» Material provided
========================================================================

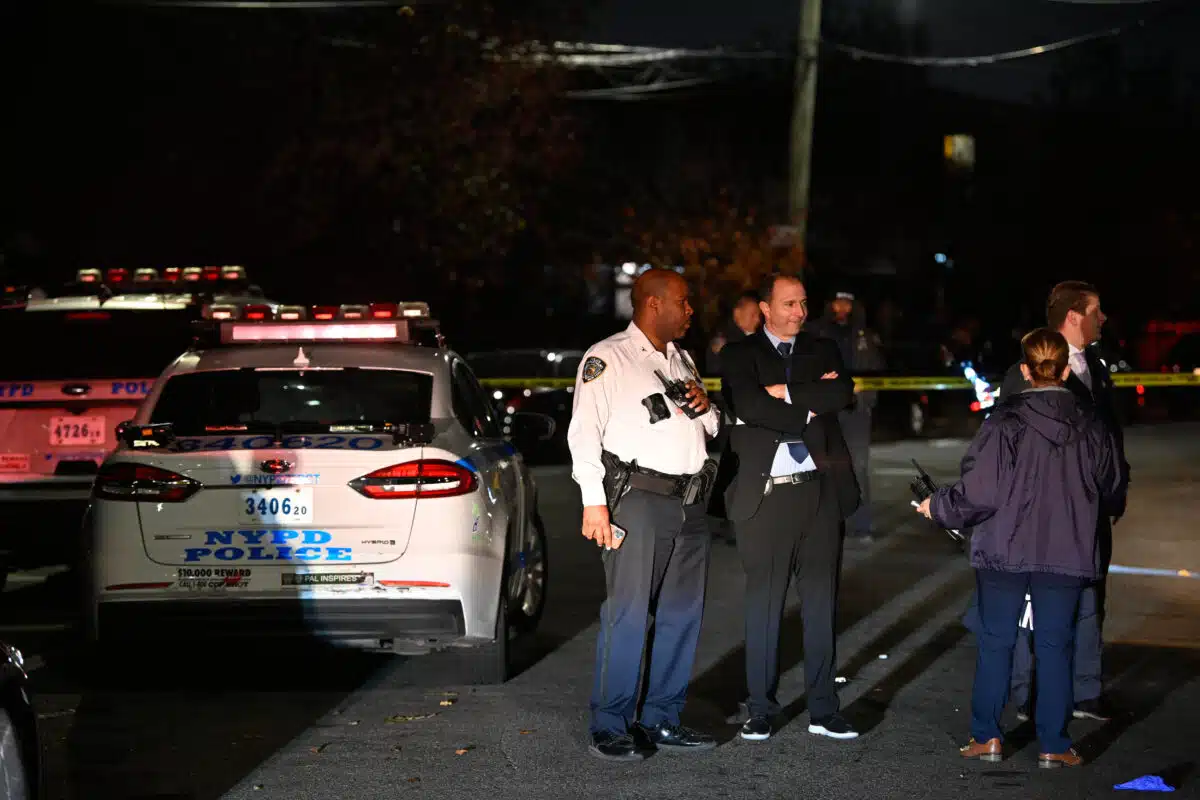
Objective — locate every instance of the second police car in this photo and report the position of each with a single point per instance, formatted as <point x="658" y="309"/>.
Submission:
<point x="329" y="471"/>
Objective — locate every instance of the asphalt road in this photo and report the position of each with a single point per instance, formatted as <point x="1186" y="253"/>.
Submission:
<point x="252" y="723"/>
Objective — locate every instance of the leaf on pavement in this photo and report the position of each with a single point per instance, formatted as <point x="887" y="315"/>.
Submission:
<point x="409" y="717"/>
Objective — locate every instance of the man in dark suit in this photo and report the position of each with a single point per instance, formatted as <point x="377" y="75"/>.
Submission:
<point x="793" y="485"/>
<point x="1073" y="308"/>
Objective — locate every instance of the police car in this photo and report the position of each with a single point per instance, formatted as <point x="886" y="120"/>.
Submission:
<point x="77" y="360"/>
<point x="328" y="471"/>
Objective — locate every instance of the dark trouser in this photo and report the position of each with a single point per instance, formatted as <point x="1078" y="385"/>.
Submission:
<point x="1001" y="601"/>
<point x="661" y="567"/>
<point x="793" y="534"/>
<point x="856" y="428"/>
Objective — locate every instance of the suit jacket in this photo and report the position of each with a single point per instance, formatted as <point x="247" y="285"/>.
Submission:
<point x="1102" y="398"/>
<point x="754" y="364"/>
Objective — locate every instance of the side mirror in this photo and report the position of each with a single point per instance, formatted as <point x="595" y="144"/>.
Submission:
<point x="139" y="437"/>
<point x="531" y="426"/>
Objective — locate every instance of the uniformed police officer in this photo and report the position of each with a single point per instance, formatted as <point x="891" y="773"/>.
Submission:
<point x="637" y="451"/>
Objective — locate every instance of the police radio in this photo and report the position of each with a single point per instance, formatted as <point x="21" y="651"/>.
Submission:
<point x="923" y="487"/>
<point x="677" y="392"/>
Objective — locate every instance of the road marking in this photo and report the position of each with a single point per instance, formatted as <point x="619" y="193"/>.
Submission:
<point x="1120" y="569"/>
<point x="36" y="627"/>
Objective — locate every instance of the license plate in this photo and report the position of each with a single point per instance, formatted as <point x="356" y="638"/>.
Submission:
<point x="277" y="506"/>
<point x="13" y="462"/>
<point x="77" y="431"/>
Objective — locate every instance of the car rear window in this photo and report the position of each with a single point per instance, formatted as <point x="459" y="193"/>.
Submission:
<point x="90" y="344"/>
<point x="523" y="365"/>
<point x="199" y="402"/>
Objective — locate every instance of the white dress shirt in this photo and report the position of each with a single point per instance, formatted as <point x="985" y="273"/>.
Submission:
<point x="607" y="414"/>
<point x="1078" y="361"/>
<point x="784" y="463"/>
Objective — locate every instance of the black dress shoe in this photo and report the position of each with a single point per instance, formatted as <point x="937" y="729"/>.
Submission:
<point x="833" y="726"/>
<point x="677" y="738"/>
<point x="756" y="729"/>
<point x="615" y="747"/>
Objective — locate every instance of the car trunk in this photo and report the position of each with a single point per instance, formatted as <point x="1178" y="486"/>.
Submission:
<point x="306" y="516"/>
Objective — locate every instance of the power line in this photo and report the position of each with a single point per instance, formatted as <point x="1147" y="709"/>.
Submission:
<point x="978" y="60"/>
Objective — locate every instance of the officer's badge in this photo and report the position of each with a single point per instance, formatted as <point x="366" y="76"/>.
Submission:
<point x="593" y="368"/>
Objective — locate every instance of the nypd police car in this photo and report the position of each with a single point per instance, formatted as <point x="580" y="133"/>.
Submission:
<point x="78" y="359"/>
<point x="327" y="471"/>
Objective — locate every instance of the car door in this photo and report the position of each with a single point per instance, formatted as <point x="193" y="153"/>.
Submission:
<point x="498" y="462"/>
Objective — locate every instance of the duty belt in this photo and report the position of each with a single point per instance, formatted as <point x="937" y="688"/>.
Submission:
<point x="689" y="488"/>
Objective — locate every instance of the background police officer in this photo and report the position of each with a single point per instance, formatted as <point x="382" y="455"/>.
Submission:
<point x="845" y="323"/>
<point x="660" y="564"/>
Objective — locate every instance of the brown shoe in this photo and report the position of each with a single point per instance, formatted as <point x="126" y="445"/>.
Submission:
<point x="1054" y="761"/>
<point x="988" y="751"/>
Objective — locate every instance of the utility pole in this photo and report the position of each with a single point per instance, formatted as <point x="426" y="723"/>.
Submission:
<point x="804" y="106"/>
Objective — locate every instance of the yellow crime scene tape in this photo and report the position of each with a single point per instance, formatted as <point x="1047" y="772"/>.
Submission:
<point x="883" y="384"/>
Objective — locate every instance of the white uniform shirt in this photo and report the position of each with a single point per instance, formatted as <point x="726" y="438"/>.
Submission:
<point x="1078" y="362"/>
<point x="607" y="414"/>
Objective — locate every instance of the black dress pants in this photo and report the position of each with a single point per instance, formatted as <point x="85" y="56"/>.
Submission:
<point x="793" y="536"/>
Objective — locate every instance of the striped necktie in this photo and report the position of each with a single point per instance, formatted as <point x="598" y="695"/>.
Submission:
<point x="797" y="449"/>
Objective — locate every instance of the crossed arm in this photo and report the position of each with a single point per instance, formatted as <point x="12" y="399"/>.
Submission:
<point x="766" y="405"/>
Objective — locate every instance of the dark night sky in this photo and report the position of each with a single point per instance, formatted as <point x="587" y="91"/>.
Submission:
<point x="954" y="28"/>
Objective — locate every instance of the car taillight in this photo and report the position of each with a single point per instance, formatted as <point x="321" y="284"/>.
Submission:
<point x="144" y="483"/>
<point x="415" y="480"/>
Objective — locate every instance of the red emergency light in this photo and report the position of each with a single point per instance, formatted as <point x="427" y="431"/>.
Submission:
<point x="273" y="331"/>
<point x="257" y="313"/>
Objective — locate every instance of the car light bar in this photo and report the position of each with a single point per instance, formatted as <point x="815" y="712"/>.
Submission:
<point x="292" y="313"/>
<point x="234" y="332"/>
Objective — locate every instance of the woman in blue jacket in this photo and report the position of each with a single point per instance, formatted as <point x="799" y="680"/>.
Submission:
<point x="1035" y="481"/>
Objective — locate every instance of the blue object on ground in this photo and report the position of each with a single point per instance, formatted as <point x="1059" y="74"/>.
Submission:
<point x="1146" y="783"/>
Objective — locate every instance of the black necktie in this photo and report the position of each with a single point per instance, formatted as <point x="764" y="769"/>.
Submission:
<point x="799" y="452"/>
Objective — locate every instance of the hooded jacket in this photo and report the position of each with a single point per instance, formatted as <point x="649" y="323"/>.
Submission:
<point x="1036" y="481"/>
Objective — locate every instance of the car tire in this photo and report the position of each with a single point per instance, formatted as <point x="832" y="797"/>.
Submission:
<point x="13" y="774"/>
<point x="527" y="609"/>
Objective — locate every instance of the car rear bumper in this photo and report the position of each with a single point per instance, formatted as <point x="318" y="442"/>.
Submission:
<point x="435" y="623"/>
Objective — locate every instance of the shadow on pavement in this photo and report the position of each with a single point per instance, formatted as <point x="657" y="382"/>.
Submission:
<point x="868" y="587"/>
<point x="1140" y="680"/>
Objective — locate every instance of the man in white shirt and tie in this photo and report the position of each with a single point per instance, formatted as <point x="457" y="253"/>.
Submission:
<point x="1073" y="308"/>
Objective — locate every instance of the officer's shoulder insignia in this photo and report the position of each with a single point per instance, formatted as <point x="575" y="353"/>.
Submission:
<point x="593" y="368"/>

========================================================================

» Exercise instructions
Starting at the line containing "Objective — locate every instance of the officer's shoulder" and ending at the end of the records, write those lines out again in full, requests included, adding -21 to every point coordinate in the answers.

» Exercise result
Objective — locate every instance of the officer's shoulder insignia in this photo and report the position of each with a single point per instance, formatted as <point x="575" y="353"/>.
Submission:
<point x="572" y="347"/>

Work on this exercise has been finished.